EXTRACT PROVIDED:
━━━━━━━━━━━━━━━━━━━━
Remarkable Entertainment
- Formerly: Remarkable Television (2009–2016)
- Type: Subsidiary
- Industry: Television
- Predecessors: Cheetah Television (1987–2009); Brighter Pictures (1992–2009); RDF Television;
- Founded: 2009; 17 years ago
- Headquarters: London, England
- Parent: Banijay UK Productions
- Website: remarkable.tv

= Remarkable Entertainment =

British television production company

Remarkable Entertainment (formerly known as Remarkable Television) is a British television production company that is part of Banijay UK Productions which is part of French production & distribution company Banijay Entertainment. It was created through the merger of two British production companies Cheetah Television and Brighter Pictures by their Dutch parent company Endemol in 2009.

==History==
In June 2014, Remarkable announced that establishment of their game-show division Remarkable Games with former head of entertainment at Remarkable Television named James Fox heading the new games division as their creative director.

In July 2020, Remarkable and its Dutch production & distribution parent Endemol Shine Group was merged into French production & distribution company Banijay Group (who owns its British subsidiaries) with Remarkable became a subsidiary of Banijay's UK division Banijay UK and became its new parent as Banijay's distribution arm Banijay Rights will distribute Remarkable's future programmes.

In July 2023, Banijay UK Productions announced the merger of Remarkable's factual production division Remarkable Factual into Banijay's other British factual production subsidiary RDF Television with Kitty Walshe stepping down of the CEO of both factual producers.
━━━━━━━━━━━━━━━━━━━━
PROBLEM TO WORK ON:
Answer these from the Remarkable Entertainment profile:
1. Which two companies merged to create the company, and in what year?
2. Who headed Remarkable Games as creative director?
3. Which division was merged into RDF Television in July 2023?
The listing that follows is separate material with no connection to the Remarkable Entertainment profile.

COLLECTED DATA:
━━━━━━━━━━━━━━━━━━━━
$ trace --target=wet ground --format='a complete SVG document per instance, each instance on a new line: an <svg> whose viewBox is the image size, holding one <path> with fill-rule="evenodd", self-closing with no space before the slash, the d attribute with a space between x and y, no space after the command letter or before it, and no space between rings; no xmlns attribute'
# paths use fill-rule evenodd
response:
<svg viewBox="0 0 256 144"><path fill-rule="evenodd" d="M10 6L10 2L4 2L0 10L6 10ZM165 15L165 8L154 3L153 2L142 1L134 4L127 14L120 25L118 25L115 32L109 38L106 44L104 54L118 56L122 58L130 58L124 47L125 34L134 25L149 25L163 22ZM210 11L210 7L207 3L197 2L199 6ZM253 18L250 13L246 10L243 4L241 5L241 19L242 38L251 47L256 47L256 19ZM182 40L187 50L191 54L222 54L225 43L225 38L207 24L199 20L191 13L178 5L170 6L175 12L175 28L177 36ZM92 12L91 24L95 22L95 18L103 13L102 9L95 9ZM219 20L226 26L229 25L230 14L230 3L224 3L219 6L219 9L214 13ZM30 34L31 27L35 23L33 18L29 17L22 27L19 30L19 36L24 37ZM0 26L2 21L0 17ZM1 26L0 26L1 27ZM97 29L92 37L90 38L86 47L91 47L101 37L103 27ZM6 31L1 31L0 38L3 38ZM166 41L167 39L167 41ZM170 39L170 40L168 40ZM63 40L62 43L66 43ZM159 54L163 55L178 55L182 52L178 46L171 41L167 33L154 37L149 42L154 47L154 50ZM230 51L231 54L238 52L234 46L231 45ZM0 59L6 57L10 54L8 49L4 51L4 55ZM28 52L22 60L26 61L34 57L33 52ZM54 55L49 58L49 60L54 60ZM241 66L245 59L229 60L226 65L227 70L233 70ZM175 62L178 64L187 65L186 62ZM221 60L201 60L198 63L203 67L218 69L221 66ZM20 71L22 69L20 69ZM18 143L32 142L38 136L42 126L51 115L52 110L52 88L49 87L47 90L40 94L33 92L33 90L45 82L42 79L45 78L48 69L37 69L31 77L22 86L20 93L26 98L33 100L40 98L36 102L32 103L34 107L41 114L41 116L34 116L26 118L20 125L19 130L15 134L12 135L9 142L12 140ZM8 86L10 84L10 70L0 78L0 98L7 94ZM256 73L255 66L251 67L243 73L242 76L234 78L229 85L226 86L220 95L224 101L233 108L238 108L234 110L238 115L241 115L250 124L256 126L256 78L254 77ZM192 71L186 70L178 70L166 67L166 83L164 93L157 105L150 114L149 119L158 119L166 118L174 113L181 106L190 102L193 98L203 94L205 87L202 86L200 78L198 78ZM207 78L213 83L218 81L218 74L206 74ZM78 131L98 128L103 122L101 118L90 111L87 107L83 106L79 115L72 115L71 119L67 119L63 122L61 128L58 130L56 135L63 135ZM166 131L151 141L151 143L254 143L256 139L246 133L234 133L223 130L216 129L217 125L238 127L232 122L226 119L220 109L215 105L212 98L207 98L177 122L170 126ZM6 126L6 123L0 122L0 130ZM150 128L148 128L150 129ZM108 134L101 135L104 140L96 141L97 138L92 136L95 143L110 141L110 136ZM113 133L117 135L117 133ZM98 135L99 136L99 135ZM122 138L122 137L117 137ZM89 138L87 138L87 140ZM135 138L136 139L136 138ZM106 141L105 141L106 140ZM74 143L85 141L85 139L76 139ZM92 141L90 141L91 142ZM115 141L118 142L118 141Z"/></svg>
━━━━━━━━━━━━━━━━━━━━
RESULT FOR THIS TASK:
1. Cheetah Television and Brighter Pictures, in 2009.
2. James Fox.
3. Remarkable Factual.